As a teenager, I developed what I thought was just a sensitivity to greasy foods. I could link my stomach issues with specific foods like pizza and certain subs and sandwiches. What I didn’t realize at that time is that I had a rough road ahead of me.
I was a very physically active child and played soccer since I was 4 years old and continued with sports through high school. In 2005, I started to feel lightheaded and more fatigued than usual. I went to my primary care physician and was diagnosed with a mild case of anemia and was put on iron pills for a 3 month period. At that time, there were some abnormal blood results, but I did not know what they meant. My doctor crossed out the abnormal levels and wrote “OK” by them, also telling me I was young so not to worry. I had complete trust in my doctor at that point, so I did not question the abnormal results.

Provided material –
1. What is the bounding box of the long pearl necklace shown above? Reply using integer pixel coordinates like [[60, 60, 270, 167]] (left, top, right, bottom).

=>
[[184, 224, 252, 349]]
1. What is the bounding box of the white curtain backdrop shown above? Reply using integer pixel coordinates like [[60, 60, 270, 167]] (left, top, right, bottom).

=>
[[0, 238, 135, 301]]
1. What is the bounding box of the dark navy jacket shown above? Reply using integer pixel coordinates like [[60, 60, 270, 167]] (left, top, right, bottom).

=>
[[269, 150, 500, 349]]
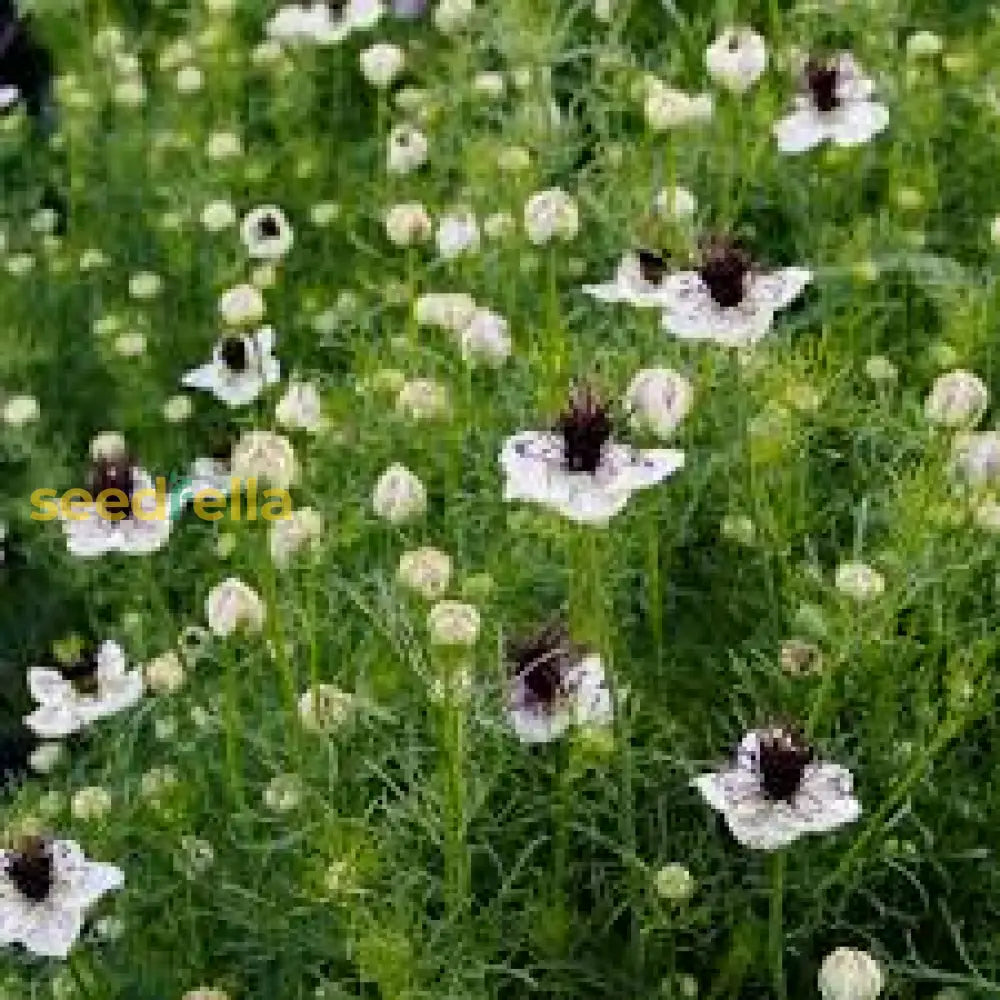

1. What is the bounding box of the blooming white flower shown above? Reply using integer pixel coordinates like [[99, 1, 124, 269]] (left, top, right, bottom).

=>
[[265, 0, 385, 45], [396, 546, 452, 601], [774, 52, 889, 153], [231, 431, 299, 490], [625, 368, 694, 438], [437, 209, 479, 260], [205, 576, 264, 638], [660, 240, 812, 347], [834, 562, 885, 601], [387, 125, 430, 175], [385, 202, 434, 247], [924, 370, 990, 429], [360, 42, 406, 90], [427, 601, 480, 646], [268, 507, 323, 569], [181, 326, 281, 407], [460, 309, 511, 368], [524, 188, 580, 246], [240, 205, 295, 261], [818, 948, 884, 1000], [0, 837, 125, 958], [692, 729, 861, 851], [24, 639, 143, 740], [500, 392, 684, 525], [219, 284, 265, 326], [705, 27, 767, 94], [298, 684, 354, 733], [506, 627, 614, 743], [372, 463, 427, 524], [274, 382, 324, 432]]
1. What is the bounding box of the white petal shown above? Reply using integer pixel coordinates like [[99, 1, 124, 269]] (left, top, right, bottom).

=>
[[774, 107, 830, 153], [829, 101, 889, 146], [28, 667, 76, 705]]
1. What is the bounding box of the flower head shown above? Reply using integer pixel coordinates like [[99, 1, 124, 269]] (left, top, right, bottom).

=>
[[693, 727, 861, 851]]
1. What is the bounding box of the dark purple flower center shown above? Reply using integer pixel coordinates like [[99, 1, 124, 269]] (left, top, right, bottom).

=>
[[806, 62, 840, 111], [556, 389, 614, 474], [508, 625, 574, 712], [7, 837, 55, 903], [756, 729, 813, 802], [637, 250, 667, 285], [219, 337, 249, 372], [698, 240, 751, 309]]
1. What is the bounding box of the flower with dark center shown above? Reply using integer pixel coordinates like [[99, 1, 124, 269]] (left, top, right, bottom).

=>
[[555, 386, 614, 474], [219, 337, 250, 372], [806, 60, 840, 111], [6, 837, 55, 903], [757, 729, 813, 802], [698, 239, 751, 309]]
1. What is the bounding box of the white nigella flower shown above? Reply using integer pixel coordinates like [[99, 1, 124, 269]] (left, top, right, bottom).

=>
[[924, 370, 990, 430], [625, 368, 694, 438], [460, 309, 511, 368], [437, 209, 479, 260], [24, 640, 143, 740], [705, 28, 767, 94], [583, 249, 668, 309], [774, 52, 889, 153], [59, 447, 171, 559], [524, 188, 580, 246], [500, 382, 684, 525], [181, 326, 281, 407], [0, 837, 125, 958], [266, 0, 385, 45], [661, 239, 812, 347], [506, 626, 614, 743], [693, 729, 861, 851], [387, 125, 430, 174]]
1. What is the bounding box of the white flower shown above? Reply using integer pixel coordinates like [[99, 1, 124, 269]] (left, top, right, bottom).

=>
[[705, 28, 767, 94], [434, 0, 475, 35], [143, 649, 184, 694], [413, 292, 476, 333], [268, 507, 323, 569], [0, 838, 125, 958], [660, 241, 812, 347], [834, 562, 885, 601], [774, 52, 889, 153], [500, 393, 684, 525], [524, 188, 580, 246], [385, 202, 434, 247], [692, 729, 861, 851], [205, 577, 264, 638], [232, 431, 298, 490], [583, 250, 667, 309], [818, 948, 884, 1000], [219, 285, 265, 326], [396, 547, 452, 601], [625, 368, 694, 438], [461, 309, 511, 368], [181, 326, 281, 407], [360, 42, 406, 90], [506, 628, 614, 743], [201, 200, 236, 233], [274, 382, 324, 432], [240, 205, 295, 260], [299, 684, 354, 733], [372, 463, 427, 524], [387, 125, 430, 175], [924, 370, 990, 429], [437, 209, 479, 260], [2, 396, 40, 427], [24, 639, 143, 740]]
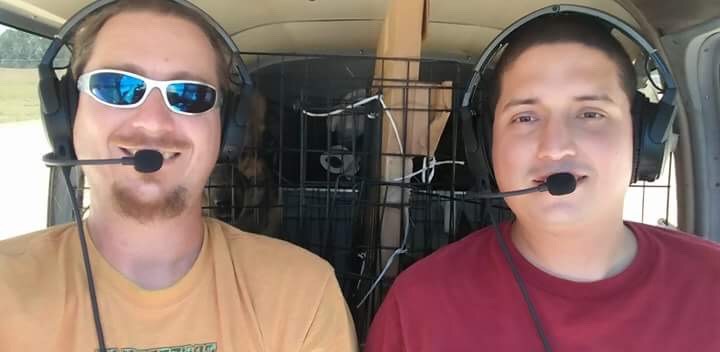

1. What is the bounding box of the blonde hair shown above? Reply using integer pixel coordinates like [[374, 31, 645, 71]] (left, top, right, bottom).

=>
[[70, 0, 232, 91]]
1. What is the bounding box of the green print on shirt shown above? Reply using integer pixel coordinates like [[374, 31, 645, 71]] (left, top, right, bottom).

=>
[[103, 342, 217, 352]]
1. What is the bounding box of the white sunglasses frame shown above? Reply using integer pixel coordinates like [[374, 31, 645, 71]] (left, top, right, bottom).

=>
[[77, 69, 222, 116]]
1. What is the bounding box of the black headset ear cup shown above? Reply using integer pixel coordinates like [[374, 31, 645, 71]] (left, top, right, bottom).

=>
[[632, 92, 674, 182], [39, 70, 78, 159], [461, 96, 492, 192]]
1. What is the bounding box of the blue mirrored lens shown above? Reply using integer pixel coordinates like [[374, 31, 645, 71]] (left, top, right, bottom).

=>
[[89, 72, 146, 105], [167, 83, 217, 114]]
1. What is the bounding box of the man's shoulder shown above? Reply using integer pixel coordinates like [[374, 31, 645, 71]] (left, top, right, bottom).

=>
[[388, 225, 504, 290], [208, 218, 333, 277], [0, 224, 72, 260]]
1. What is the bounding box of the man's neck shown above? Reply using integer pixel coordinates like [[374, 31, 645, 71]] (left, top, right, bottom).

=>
[[512, 220, 637, 282], [88, 207, 204, 290]]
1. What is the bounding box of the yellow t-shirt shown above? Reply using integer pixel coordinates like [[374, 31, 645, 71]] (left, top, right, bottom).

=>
[[0, 219, 357, 352]]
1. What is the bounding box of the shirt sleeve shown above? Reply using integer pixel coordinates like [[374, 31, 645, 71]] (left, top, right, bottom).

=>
[[365, 289, 406, 352], [300, 272, 358, 352]]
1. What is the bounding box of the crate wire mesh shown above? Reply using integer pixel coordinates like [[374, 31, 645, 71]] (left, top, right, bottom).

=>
[[57, 53, 676, 341]]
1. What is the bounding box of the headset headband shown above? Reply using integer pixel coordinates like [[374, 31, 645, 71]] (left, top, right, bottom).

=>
[[462, 5, 677, 108]]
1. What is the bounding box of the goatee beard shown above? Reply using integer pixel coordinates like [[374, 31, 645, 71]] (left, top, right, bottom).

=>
[[112, 183, 188, 224]]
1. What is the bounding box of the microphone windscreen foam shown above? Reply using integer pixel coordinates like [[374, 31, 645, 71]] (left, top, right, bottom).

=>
[[545, 172, 577, 196], [133, 149, 163, 173]]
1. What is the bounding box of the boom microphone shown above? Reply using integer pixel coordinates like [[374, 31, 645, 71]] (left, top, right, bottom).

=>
[[43, 149, 163, 173], [414, 172, 577, 203]]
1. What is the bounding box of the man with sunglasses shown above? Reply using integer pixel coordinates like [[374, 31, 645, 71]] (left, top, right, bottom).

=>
[[0, 0, 357, 352]]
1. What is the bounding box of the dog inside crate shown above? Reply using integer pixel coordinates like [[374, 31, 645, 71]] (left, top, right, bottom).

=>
[[200, 54, 510, 335]]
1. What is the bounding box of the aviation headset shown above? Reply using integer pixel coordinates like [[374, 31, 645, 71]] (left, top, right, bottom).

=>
[[461, 5, 677, 192], [38, 0, 253, 164]]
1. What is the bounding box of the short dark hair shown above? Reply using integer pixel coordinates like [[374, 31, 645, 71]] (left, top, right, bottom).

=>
[[70, 0, 231, 89], [488, 14, 637, 112]]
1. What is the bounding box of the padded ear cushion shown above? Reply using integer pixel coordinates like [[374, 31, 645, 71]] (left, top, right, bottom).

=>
[[632, 92, 673, 182], [60, 69, 79, 159]]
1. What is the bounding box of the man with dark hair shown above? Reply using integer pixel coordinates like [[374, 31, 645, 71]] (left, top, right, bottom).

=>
[[0, 0, 357, 352], [366, 16, 720, 352]]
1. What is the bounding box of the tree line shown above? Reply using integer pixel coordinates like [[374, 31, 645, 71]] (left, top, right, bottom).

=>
[[0, 29, 70, 68]]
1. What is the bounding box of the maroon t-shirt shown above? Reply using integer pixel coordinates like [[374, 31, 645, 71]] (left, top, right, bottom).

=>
[[366, 222, 720, 352]]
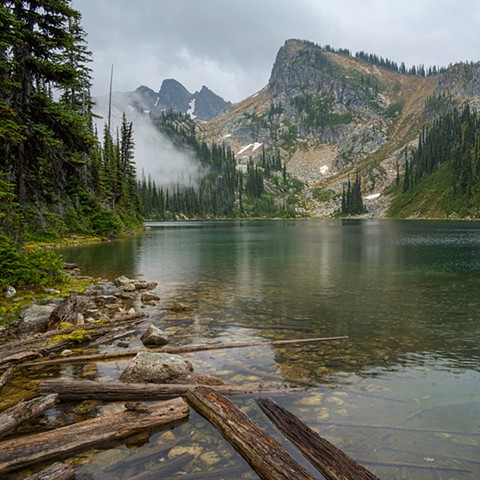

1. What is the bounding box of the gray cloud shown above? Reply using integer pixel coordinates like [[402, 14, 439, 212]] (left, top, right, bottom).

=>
[[73, 0, 480, 101]]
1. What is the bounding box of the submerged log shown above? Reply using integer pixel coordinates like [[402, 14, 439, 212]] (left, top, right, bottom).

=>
[[0, 398, 188, 476], [23, 336, 348, 367], [0, 393, 58, 438], [25, 463, 75, 480], [38, 380, 304, 401], [187, 387, 315, 480], [257, 398, 379, 480]]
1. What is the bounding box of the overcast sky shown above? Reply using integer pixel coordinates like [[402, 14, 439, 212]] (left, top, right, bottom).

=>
[[72, 0, 480, 102]]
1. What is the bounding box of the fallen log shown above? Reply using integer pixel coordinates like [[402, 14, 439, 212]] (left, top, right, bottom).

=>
[[0, 312, 146, 365], [187, 387, 315, 480], [0, 367, 13, 392], [0, 398, 188, 476], [129, 452, 195, 480], [0, 393, 58, 438], [25, 463, 75, 480], [38, 379, 304, 402], [22, 336, 348, 367], [257, 398, 379, 480]]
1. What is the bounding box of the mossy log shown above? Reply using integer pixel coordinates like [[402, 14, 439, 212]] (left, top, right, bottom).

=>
[[0, 393, 58, 438], [25, 463, 75, 480], [0, 397, 188, 472], [38, 380, 304, 402]]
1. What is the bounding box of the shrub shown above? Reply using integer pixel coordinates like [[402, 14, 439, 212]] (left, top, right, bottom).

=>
[[0, 236, 66, 289]]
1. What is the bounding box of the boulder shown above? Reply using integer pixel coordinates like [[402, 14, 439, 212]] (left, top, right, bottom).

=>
[[141, 325, 169, 346], [132, 280, 158, 290], [17, 304, 55, 333], [140, 292, 160, 305], [120, 352, 193, 383], [113, 275, 130, 287]]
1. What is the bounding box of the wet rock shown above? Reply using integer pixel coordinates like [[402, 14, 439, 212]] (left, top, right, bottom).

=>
[[4, 285, 17, 298], [48, 294, 88, 328], [83, 280, 120, 296], [167, 302, 193, 313], [132, 280, 158, 290], [16, 304, 55, 333], [141, 325, 169, 346], [120, 352, 193, 383], [113, 275, 131, 287], [43, 288, 60, 295], [122, 282, 136, 292]]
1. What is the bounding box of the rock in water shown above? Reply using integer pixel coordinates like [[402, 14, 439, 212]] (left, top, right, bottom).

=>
[[141, 325, 169, 346], [120, 352, 193, 383], [17, 304, 55, 333]]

Exercise 1 –
List the specific foods that the health account links to the stomach issues.
Exercise 2 –
Translate this sentence from the health account into Spanish: "My doctor crossed out the abnormal levels and wrote “OK” by them, also telling me I was young so not to worry."
Exercise 3 –
Continue the health account from the point where it ends.

Task response 1 –
- Pizza
- Certain subs
- Sandwiches

Task response 2 –
Mi médico tachó los niveles anormales y escribió “OK” junto a ellos, diciéndome además que era joven y que no me preocupara.

Task response 3 –
For the next 4 years, I always felt like something was off, and my stomach sensitivity continued. At that point, my life was not negatively impacted enough for me to think anything of it. But in 2009, I took a turn for the worse. I started to gradually lose weight, and started to suffer from extreme fatigue. I had some more blood work done and again was just treated for anemia. I noticed the levels that were abnormal back in 2005 were still off, so I decided to do some online research.
After looking into my blood results, I discovered that the abnormalities had to do with my kidney function. I took it upon myself to make an appointment with a nephrologist. At first glance, the doctor knew something was wrong and ordered blood tests, a kidney ultrasound and a kidney biopsy. In August 2009, at the age of 26, I was diagnosed with FSGS, a type of chronic kidney disease that will eventually lead to complete kidney failure.
For the next 2 years after my diagnosis, I still felt fatigued. I started to lose strength, and I did not have much of an appetite. I know these are also symptoms of kidney disease, which is why I didn’t think anything of the symptoms.
It was in March 2011 when I started feeling sick every time I ate, and my stomach bloated up even after the smallest bite of food. I was also feeling throbbing in my esophagus, bad pain in my right side, and was having lower stomach spasms. I suffered from such extreme fatigue that I had a very hard time doing normal everyday activities.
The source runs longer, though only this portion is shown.